What the task asks: Only the lines from the one containing "Would you mind marking the clump" through the end of the entries should be repeated, exactly as they appear, first and last included.

=-=-=

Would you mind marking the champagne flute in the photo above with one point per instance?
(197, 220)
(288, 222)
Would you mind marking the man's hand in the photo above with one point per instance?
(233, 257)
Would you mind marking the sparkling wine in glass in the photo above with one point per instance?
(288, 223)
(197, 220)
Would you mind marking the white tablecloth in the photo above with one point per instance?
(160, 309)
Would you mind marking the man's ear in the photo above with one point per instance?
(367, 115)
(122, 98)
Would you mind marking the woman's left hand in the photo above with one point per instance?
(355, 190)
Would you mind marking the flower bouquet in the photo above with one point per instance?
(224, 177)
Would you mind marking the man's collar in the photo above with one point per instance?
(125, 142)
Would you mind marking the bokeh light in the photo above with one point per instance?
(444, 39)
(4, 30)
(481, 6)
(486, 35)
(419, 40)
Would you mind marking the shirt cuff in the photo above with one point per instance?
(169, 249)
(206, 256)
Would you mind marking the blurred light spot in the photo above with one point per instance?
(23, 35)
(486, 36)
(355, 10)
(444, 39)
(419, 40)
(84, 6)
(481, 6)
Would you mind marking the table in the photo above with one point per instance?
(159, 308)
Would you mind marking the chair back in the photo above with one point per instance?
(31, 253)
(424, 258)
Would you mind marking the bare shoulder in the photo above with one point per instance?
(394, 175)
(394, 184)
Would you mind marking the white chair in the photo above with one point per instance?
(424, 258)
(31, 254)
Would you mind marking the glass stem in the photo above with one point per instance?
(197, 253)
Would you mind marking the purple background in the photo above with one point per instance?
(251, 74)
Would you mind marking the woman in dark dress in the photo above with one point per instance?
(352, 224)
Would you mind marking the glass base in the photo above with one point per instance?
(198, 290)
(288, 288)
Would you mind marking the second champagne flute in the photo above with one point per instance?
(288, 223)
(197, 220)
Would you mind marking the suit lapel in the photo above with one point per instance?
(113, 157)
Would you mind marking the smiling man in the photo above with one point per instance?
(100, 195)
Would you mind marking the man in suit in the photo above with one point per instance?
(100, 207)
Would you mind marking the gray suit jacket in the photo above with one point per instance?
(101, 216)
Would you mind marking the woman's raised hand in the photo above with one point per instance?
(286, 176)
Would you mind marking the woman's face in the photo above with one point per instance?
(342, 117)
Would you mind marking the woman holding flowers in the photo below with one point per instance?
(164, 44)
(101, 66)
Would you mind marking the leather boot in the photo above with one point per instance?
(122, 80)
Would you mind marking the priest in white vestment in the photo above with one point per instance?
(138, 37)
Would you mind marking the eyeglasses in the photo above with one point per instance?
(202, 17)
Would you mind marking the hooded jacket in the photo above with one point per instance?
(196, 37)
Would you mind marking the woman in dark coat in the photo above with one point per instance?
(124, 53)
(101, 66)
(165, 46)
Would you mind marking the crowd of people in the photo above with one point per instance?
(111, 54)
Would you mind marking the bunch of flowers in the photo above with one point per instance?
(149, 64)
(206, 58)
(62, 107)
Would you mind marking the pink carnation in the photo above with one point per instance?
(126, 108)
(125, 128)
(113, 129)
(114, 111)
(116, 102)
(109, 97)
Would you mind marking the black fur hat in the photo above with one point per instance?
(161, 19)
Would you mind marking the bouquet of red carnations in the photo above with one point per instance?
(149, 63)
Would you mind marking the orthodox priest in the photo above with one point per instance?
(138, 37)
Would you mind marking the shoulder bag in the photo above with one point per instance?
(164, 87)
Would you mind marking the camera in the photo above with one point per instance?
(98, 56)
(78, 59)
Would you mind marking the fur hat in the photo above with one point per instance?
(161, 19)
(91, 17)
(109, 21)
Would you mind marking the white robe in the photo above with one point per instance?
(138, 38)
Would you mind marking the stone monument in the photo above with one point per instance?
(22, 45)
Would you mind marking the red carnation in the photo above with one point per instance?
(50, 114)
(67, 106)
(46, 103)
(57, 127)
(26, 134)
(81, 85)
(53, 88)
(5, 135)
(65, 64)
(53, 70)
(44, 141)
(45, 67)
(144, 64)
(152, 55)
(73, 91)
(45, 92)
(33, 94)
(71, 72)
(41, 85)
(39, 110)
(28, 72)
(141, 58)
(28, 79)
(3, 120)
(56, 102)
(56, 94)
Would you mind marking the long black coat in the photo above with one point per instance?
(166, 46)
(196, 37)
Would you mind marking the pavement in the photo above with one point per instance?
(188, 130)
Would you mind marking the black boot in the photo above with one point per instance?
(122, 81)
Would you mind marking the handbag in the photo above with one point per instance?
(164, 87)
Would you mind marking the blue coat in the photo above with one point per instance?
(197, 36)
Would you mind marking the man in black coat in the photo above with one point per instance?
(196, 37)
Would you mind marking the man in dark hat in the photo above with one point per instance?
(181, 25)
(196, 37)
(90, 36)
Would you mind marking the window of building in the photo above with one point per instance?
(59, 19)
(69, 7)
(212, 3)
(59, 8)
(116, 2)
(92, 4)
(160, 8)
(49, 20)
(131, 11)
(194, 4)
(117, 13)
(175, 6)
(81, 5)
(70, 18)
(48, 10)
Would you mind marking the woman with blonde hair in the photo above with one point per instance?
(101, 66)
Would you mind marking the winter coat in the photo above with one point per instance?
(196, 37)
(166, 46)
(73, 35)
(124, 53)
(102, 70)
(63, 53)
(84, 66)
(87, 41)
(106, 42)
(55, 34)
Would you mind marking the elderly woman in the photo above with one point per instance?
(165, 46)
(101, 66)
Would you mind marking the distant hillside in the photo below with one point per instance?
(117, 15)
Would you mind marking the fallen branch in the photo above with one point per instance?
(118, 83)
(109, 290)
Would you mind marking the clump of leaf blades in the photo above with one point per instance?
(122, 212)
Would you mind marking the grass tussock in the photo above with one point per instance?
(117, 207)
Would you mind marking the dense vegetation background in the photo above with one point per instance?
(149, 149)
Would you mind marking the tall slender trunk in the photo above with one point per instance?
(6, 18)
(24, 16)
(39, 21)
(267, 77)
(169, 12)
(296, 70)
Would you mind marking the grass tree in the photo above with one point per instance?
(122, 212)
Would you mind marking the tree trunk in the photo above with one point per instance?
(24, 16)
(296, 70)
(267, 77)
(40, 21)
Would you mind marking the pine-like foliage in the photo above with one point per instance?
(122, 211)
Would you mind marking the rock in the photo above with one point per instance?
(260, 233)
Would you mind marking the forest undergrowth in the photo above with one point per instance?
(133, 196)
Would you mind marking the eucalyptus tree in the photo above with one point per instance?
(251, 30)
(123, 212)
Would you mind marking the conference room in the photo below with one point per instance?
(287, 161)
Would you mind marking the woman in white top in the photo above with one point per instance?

=-=-=

Solution to this task:
Would you mind marking the clump of leaf blades in the photo above with one point per instance?
(122, 212)
Would you mind marking the grass tussock in the photo above with one point per instance?
(117, 207)
Would you mind marking the dense vegetation background in the photo above with one point per instance?
(149, 149)
Would you mind marking the tall slender trunk in the photo above with one point per instance?
(6, 18)
(24, 16)
(39, 21)
(267, 77)
(169, 12)
(296, 70)
Would you mind marking the grass tree in the photo above with one point per instance?
(122, 212)
Would you mind marking the tree trunk in the photo above with one point per instance?
(24, 16)
(296, 70)
(267, 77)
(40, 21)
Would you mind marking the pine-like foliage in the photo above with one point per instance?
(122, 211)
Would you mind marking the rock in the photo above with one point per instance?
(260, 233)
Would you mind marking the forest undergrowth in the photo above with one point per instance?
(133, 196)
Would you mind marking the eucalyptus tree in the photo above with one point per instance?
(251, 30)
(123, 212)
Would you mind marking the conference room in the photo below with one point per instance?
(287, 161)
Would you mind marking the woman in white top in the photo above with one point per instance?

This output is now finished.